# THE PROBLEM
Can you give every line of the records below as a JSON list of strings, one string per line and no blank lines?

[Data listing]

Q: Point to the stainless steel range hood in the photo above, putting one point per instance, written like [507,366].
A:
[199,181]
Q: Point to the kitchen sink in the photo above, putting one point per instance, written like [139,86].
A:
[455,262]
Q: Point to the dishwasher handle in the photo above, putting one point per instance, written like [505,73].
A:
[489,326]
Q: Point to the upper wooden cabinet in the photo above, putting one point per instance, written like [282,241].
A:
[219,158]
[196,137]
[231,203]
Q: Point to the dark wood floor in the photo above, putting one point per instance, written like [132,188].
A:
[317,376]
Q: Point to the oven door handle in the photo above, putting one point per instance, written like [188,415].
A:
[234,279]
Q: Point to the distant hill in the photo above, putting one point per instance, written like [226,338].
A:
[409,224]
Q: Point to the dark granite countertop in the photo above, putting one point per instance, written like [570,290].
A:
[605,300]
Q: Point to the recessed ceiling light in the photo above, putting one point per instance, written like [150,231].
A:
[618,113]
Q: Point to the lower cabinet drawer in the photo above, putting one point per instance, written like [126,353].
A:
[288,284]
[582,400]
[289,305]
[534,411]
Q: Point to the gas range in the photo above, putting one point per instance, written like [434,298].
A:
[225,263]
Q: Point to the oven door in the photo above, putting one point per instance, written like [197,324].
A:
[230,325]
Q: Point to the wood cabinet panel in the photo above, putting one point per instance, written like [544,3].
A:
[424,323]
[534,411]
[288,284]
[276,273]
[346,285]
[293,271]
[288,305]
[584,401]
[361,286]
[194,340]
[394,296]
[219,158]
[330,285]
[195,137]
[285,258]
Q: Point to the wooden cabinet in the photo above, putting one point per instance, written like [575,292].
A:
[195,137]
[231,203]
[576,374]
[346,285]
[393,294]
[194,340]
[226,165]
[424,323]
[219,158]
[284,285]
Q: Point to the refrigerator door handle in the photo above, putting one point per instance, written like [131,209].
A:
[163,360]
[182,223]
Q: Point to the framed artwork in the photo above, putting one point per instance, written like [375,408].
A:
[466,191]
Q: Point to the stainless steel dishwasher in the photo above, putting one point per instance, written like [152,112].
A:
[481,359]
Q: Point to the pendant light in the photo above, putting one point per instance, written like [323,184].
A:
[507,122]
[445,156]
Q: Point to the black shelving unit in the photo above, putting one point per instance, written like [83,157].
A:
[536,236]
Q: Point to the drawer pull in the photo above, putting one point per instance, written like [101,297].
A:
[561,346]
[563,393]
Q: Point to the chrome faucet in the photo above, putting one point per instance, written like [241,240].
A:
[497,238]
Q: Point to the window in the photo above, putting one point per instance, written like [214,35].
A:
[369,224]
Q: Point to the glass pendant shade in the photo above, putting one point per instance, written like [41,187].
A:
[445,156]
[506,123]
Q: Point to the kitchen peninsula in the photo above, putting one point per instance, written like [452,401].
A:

# FINISHED EXERCISE
[
  "Q: Point to the stainless steel range hood in the photo above, putting one point per instance, written like [507,366].",
  "A:",
  "[199,181]",
  "Q: Point to the kitchen sink in the photo above, putting one point per instance, written like [139,86].",
  "A:",
  "[455,262]",
  "Q: Point to the dishwasher handle in the photo above, putting one point per instance, written like [505,73].",
  "A:",
  "[489,326]",
  "Q: Point to the upper wooden cabinet in the photo above, putting one point per instance, written like [282,241].",
  "A:",
  "[219,158]",
  "[196,137]",
  "[231,203]",
  "Q: Point to the dark wood floor in the photo above, putting one point per instance, written like [132,188].",
  "A:",
  "[317,376]",
  "Q: Point to the oven door handle in the photo above, putting one point per instance, written like [188,415].",
  "A:",
  "[234,279]",
  "Q: Point to the distant hill in the photo above, putting one point per instance, written like [226,338].",
  "A:",
  "[409,224]",
  "Q: Point to the dark granite countertop in the photo above, putting one point per instance, written like [570,290].",
  "A:",
  "[605,300]",
  "Q: Point to the recessed ceiling light in the photo above, putting one point per instance, written like [150,231].",
  "A:",
  "[618,113]",
  "Q: Point to the lower cabinet drawer in the photo above, putting one point per instance, written like [126,353].",
  "A:",
  "[288,284]",
  "[582,400]",
  "[289,305]",
  "[534,411]",
  "Q: Point to the gas range in the photo above, putting one point per instance, written like [434,298].",
  "A:",
  "[225,263]",
  "Q: Point to the oven door in the photo above, putting one point per instance, written like [197,324].",
  "A:",
  "[230,325]",
  "Q: Point to the wood cabinet panel in the photo above, putting one point per instance, written like [544,3].",
  "A:",
  "[424,323]",
  "[534,411]",
  "[288,284]",
  "[276,273]",
  "[346,285]",
  "[293,271]",
  "[288,305]",
  "[584,401]",
  "[361,286]",
  "[194,340]",
  "[394,296]",
  "[219,158]",
  "[330,285]",
  "[195,137]",
  "[285,258]",
  "Q: Point to the wooden cabinet in the photo above, putting one point per instance, written like [575,292].",
  "A:",
  "[195,137]",
  "[231,203]",
  "[576,374]",
  "[346,285]",
  "[393,294]",
  "[194,340]",
  "[226,165]",
  "[424,323]",
  "[219,158]",
  "[284,285]",
  "Q: Point to the refrigerator door handle in the photo above, putting one point per instance, written like [131,209].",
  "A:",
  "[163,360]",
  "[182,223]",
  "Q: Point to the framed artwork in the photo above, putting one point per instance, written like [375,408].",
  "A:",
  "[466,191]",
  "Q: Point to the stainless steel dishwasher in the photo above, putting one point per instance, written like [152,112].",
  "A:",
  "[481,359]",
  "Q: Point to the pendant light in the photo above, putting one point per instance, written like [323,184].",
  "A:",
  "[507,122]",
  "[445,156]",
  "Q: Point to the black shelving unit in the photo above, putting one point per instance, written like [83,157].",
  "A:",
  "[536,236]",
  "Q: Point to the drawer pull in the photo above, putting one point per instance, written like [101,297].",
  "A:",
  "[561,346]",
  "[563,393]",
  "Q: Point to the chrome faucet in the photo above, putting one point per instance, written like [241,240].",
  "A:",
  "[497,238]",
  "Q: Point to the window in the photo above, putting one point per instance, written like [214,35].",
  "A:",
  "[369,224]",
  "Q: Point to the glass pendant shade in the photo above, putting one point per instance, written like [41,187].",
  "A:",
  "[445,156]",
  "[506,123]",
  "Q: Point to the kitchen peninsula in the photo above, putting one point per instance, written like [452,401].",
  "A:"
]